▶ Data records

_ _ _ _ _

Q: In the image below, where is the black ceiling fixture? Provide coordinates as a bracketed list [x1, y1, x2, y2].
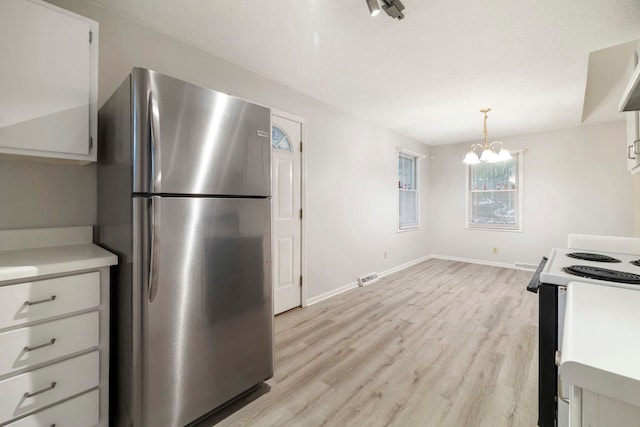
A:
[381, 0, 405, 19]
[366, 0, 405, 20]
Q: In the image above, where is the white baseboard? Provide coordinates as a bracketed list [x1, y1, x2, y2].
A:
[428, 254, 516, 270]
[304, 254, 532, 307]
[305, 281, 359, 306]
[378, 255, 433, 278]
[305, 254, 433, 307]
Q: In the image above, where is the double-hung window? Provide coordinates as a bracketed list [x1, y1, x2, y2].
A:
[398, 150, 422, 231]
[466, 151, 523, 231]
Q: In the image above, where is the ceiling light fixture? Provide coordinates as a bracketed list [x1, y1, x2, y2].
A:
[381, 0, 405, 19]
[366, 0, 381, 16]
[462, 108, 512, 165]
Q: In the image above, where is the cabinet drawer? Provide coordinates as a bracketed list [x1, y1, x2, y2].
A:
[0, 311, 98, 377]
[0, 272, 99, 330]
[0, 352, 98, 423]
[5, 389, 98, 427]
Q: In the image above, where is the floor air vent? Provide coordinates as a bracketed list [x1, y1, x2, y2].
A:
[514, 262, 538, 270]
[358, 273, 379, 287]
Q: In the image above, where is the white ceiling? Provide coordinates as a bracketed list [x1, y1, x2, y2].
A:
[89, 0, 640, 145]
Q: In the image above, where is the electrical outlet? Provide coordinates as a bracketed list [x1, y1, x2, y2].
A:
[384, 251, 388, 259]
[492, 247, 498, 254]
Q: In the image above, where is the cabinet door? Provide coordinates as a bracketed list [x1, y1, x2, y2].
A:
[0, 0, 94, 160]
[0, 352, 98, 423]
[626, 51, 640, 173]
[628, 111, 640, 173]
[5, 389, 99, 427]
[581, 388, 640, 427]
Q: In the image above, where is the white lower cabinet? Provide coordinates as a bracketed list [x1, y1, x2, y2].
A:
[0, 352, 99, 422]
[0, 269, 111, 426]
[0, 311, 99, 377]
[0, 272, 100, 330]
[0, 228, 116, 427]
[570, 386, 640, 427]
[5, 389, 99, 427]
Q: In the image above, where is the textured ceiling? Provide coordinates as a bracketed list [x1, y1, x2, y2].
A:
[88, 0, 640, 145]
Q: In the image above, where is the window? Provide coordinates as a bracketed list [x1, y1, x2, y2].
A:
[272, 126, 292, 151]
[466, 151, 523, 231]
[398, 150, 422, 231]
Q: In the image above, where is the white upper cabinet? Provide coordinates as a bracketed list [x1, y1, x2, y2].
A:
[626, 49, 640, 174]
[627, 109, 639, 173]
[0, 0, 98, 163]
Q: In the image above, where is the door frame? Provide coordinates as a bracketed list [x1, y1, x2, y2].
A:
[271, 108, 307, 309]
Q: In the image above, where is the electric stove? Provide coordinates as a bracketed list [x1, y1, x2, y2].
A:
[540, 248, 640, 290]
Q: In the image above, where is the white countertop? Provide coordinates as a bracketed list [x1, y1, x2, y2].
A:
[560, 281, 640, 407]
[0, 244, 117, 282]
[0, 226, 117, 283]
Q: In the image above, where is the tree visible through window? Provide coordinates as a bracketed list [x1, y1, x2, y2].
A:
[467, 152, 522, 231]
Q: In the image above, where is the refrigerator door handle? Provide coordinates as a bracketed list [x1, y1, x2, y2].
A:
[148, 195, 160, 302]
[148, 92, 162, 193]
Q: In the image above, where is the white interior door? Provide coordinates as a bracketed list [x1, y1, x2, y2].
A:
[272, 115, 302, 315]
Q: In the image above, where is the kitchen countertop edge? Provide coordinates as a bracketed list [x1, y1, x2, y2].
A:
[0, 243, 118, 283]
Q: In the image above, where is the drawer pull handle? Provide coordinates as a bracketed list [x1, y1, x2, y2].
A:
[24, 296, 57, 306]
[24, 338, 56, 352]
[24, 382, 56, 398]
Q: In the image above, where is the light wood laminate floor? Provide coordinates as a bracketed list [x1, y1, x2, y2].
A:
[203, 259, 538, 427]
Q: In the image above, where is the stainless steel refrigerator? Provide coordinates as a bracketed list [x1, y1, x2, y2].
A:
[96, 68, 273, 427]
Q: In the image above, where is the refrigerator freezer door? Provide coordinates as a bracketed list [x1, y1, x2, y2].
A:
[131, 68, 271, 197]
[136, 196, 273, 427]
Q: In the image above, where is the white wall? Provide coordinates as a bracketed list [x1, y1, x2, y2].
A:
[0, 158, 96, 228]
[32, 0, 430, 301]
[429, 121, 634, 266]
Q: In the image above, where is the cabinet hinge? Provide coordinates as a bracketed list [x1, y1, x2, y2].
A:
[299, 276, 303, 287]
[89, 31, 93, 44]
[299, 208, 303, 219]
[300, 142, 303, 153]
[89, 137, 93, 151]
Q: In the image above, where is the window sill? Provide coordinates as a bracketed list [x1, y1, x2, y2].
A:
[466, 224, 522, 233]
[398, 226, 419, 233]
[470, 189, 517, 193]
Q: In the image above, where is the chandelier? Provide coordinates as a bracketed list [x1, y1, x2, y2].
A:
[463, 108, 512, 164]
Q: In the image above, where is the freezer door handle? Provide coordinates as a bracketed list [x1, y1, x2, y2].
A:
[148, 195, 160, 302]
[148, 92, 162, 193]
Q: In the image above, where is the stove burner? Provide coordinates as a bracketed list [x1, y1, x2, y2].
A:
[563, 265, 640, 284]
[566, 252, 621, 263]
[631, 260, 640, 267]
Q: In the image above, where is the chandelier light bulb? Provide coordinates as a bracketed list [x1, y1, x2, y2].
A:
[498, 147, 513, 161]
[463, 151, 480, 164]
[480, 148, 498, 163]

_ _ _ _ _

Take the listing above and repeat exactly the lines from the one containing "Q: In the image above, where is the white ceiling?" through the one containing "Q: In the image above, where is the cabinet door?", both included.

Q: In the image above, where is the white ceiling? Provide coordinates as a bracketed list [x1, y1, x2, y2].
A:
[89, 0, 640, 145]
Q: In the image above, where is the electrical outlet? Provide coordinates as a bracketed list [x1, y1, x2, y2].
A:
[384, 251, 388, 259]
[492, 247, 498, 254]
Q: In the image above, where is the cabinet door? Provide coordinates as a bracketed list [x1, y1, x2, y2].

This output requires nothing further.